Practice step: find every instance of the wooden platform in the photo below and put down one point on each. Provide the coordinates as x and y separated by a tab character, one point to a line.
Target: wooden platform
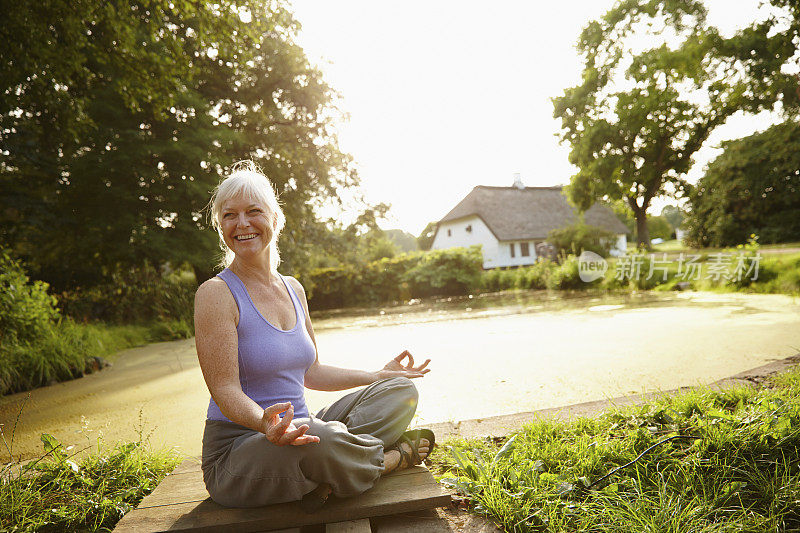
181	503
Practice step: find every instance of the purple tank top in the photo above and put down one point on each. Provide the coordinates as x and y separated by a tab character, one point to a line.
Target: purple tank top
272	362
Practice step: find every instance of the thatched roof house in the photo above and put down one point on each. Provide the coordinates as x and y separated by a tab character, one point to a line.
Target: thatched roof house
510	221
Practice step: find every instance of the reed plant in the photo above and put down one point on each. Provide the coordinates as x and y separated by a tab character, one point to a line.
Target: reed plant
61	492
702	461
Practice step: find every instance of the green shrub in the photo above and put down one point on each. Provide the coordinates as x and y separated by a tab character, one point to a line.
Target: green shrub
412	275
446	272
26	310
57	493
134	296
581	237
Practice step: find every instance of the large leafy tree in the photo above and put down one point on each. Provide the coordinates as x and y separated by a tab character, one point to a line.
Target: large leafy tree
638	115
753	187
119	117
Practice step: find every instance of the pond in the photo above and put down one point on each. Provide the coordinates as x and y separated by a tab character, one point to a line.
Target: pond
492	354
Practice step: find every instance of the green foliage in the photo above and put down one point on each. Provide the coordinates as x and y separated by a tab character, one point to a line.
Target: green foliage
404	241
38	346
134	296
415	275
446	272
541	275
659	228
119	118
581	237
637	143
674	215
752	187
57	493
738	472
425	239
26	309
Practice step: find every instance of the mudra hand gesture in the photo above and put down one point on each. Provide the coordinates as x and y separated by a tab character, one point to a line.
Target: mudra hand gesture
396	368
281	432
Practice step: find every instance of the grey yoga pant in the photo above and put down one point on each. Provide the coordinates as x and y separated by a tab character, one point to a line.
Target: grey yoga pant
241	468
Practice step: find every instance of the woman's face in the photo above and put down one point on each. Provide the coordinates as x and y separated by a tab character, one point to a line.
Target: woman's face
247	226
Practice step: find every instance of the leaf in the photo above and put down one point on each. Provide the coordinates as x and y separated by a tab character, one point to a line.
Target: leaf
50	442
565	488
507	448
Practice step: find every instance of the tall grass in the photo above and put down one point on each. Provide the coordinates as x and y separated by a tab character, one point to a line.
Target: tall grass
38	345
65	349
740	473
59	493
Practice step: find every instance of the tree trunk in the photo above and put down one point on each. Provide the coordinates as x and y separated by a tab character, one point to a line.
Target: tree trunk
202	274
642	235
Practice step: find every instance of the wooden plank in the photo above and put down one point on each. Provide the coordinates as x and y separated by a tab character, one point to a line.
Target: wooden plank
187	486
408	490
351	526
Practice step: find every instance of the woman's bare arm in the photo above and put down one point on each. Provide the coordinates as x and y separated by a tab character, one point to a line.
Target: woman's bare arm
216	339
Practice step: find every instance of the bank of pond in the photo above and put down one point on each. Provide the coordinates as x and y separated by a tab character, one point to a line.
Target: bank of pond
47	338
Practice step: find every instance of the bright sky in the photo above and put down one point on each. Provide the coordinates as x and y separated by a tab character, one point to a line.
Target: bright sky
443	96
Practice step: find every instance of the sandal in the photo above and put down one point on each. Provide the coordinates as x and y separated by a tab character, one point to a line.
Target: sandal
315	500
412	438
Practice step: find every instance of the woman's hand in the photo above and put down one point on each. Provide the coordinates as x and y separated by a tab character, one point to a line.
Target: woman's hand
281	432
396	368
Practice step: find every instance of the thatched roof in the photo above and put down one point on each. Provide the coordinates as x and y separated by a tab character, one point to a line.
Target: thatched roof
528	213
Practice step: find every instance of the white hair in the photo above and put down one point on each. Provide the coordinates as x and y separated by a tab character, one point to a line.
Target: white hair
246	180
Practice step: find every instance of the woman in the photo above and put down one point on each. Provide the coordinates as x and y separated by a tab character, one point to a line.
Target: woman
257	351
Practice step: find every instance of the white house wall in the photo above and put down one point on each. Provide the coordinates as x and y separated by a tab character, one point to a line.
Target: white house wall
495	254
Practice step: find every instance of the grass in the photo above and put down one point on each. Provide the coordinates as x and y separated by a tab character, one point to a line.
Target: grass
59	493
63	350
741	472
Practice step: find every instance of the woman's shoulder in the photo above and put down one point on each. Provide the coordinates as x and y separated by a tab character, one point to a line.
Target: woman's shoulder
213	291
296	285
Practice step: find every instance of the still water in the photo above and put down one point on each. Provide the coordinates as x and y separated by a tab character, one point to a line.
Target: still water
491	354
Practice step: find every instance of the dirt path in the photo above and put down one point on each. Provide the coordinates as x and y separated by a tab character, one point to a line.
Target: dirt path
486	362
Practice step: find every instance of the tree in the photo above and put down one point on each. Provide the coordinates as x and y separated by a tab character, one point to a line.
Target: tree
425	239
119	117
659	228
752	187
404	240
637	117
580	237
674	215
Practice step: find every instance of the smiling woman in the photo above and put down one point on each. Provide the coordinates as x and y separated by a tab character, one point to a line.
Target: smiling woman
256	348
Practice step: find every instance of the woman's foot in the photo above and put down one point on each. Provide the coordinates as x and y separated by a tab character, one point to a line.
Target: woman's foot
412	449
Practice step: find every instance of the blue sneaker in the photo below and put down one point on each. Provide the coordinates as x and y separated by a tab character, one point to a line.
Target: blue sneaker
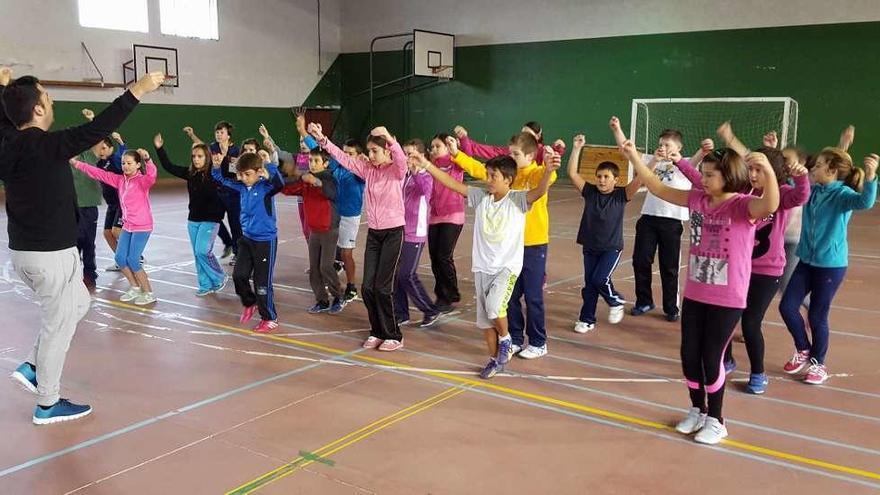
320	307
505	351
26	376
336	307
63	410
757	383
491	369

—————

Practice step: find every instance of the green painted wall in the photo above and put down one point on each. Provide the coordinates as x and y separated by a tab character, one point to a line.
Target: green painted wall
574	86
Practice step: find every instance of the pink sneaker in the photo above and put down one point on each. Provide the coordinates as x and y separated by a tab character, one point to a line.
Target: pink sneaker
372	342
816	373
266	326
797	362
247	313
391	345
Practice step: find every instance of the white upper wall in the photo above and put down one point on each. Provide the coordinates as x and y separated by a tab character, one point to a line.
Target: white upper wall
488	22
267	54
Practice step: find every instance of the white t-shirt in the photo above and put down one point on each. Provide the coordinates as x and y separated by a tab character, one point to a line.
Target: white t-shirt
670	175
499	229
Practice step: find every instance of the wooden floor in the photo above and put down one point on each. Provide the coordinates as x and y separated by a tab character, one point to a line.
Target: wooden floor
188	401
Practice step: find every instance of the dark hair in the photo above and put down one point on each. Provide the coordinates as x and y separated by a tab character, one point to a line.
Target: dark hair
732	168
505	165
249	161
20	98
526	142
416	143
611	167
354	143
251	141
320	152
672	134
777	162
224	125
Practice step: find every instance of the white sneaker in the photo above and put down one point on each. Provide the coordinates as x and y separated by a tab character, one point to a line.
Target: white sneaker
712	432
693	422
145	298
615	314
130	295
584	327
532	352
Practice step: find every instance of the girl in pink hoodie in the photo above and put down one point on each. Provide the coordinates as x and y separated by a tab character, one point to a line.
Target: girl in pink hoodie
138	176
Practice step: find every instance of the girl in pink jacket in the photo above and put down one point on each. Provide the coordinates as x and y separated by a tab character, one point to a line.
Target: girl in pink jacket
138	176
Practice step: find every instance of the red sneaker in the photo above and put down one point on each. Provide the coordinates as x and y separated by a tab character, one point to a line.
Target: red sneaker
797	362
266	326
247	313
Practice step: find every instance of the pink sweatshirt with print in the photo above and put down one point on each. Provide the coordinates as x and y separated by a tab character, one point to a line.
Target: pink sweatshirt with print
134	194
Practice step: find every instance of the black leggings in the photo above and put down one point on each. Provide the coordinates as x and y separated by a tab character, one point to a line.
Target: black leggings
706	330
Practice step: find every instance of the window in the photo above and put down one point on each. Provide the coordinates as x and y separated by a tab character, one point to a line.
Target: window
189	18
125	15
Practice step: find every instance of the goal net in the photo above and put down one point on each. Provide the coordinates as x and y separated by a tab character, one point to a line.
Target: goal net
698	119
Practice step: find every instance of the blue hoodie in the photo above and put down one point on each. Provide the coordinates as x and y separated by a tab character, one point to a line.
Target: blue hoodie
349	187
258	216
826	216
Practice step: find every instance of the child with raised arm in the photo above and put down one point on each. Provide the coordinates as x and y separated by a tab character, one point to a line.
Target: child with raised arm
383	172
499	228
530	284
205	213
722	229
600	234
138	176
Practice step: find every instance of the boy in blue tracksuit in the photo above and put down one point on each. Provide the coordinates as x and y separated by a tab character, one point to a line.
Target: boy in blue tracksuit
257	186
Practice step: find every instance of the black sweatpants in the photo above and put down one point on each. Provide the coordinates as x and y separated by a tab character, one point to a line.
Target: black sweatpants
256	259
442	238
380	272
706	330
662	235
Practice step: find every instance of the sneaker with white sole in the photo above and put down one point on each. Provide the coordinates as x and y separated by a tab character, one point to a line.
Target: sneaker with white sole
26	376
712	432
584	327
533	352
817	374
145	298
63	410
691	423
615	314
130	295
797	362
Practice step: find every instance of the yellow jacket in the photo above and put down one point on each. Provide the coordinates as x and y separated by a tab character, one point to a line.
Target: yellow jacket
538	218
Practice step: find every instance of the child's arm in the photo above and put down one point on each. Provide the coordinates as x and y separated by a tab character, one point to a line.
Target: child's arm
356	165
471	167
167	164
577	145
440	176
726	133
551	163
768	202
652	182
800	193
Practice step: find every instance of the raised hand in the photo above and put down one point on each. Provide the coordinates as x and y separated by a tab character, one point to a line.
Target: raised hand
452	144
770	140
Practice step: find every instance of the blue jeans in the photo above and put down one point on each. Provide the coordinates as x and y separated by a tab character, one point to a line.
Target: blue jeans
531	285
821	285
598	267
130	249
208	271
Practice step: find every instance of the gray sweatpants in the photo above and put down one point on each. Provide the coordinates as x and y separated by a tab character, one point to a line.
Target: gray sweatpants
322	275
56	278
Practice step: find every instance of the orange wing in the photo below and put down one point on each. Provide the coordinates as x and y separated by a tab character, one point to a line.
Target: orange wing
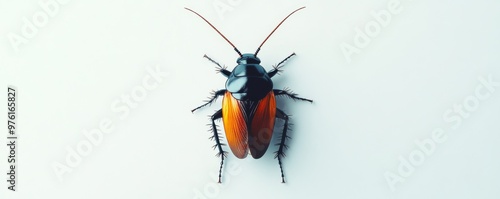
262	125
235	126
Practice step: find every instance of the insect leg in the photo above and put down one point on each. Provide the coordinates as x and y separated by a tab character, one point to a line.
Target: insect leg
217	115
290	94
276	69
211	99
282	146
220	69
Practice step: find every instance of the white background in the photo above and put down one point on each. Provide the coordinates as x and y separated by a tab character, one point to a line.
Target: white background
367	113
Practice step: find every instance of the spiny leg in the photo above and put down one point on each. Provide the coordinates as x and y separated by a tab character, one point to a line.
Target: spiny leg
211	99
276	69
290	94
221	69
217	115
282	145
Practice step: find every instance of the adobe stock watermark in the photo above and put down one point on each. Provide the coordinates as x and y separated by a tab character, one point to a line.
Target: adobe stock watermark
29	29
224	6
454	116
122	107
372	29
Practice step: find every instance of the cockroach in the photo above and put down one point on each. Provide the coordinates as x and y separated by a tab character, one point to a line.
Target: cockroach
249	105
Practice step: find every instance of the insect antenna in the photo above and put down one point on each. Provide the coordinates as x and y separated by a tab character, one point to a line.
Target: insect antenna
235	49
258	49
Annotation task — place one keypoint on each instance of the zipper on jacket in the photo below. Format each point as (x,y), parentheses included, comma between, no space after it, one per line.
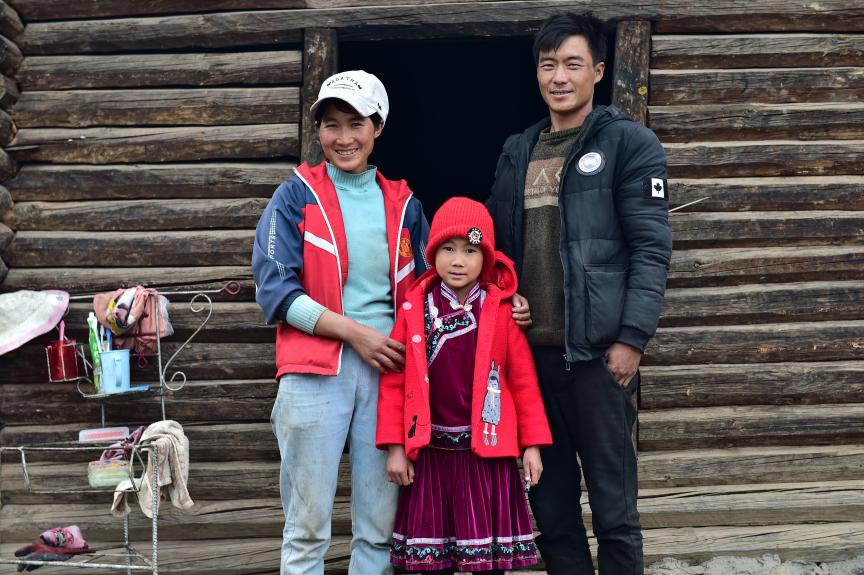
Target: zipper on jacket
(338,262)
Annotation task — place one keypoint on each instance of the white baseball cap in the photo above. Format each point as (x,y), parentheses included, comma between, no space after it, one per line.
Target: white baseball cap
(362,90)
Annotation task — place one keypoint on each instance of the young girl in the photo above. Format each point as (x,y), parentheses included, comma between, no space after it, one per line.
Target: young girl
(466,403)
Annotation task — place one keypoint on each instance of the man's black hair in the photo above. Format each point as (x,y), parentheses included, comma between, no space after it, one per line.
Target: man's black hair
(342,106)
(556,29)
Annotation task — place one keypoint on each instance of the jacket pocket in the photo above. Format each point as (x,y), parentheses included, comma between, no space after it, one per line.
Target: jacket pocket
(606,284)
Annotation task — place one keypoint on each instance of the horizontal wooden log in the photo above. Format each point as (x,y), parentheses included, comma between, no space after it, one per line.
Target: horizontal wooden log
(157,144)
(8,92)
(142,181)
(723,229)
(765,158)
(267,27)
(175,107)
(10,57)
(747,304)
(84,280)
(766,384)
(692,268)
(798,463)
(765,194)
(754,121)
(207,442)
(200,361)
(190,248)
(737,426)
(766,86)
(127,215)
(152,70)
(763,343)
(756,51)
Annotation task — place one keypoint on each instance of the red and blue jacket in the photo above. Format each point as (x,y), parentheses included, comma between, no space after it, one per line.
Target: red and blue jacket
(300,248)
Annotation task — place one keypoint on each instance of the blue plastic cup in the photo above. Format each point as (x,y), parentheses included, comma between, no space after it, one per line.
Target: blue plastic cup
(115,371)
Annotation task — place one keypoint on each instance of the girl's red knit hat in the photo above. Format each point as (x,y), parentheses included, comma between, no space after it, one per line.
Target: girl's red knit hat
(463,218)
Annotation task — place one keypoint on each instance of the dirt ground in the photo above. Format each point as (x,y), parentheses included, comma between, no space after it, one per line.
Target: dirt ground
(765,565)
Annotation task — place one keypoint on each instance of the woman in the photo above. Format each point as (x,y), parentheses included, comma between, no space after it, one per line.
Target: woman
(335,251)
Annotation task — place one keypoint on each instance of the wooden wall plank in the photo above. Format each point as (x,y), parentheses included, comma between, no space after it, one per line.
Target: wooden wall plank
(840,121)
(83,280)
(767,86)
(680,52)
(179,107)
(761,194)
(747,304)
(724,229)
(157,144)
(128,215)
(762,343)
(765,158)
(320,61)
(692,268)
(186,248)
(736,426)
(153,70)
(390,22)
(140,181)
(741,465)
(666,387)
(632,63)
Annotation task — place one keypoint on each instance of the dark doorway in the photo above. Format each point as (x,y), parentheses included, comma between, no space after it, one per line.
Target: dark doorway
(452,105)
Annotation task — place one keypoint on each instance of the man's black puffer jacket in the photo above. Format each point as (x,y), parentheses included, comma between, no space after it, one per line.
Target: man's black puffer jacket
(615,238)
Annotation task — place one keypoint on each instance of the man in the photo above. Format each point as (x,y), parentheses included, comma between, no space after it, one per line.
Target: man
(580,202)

—————

• _What you will do_
Extract each line of the data above that contains the string "goal". Case matters.

• _Result_
Practice step: find every instance of the goal net in the photo above and put down one point on each. Provide the coordinates as x and y separated by a tab character, one point to a line.
Target: goal net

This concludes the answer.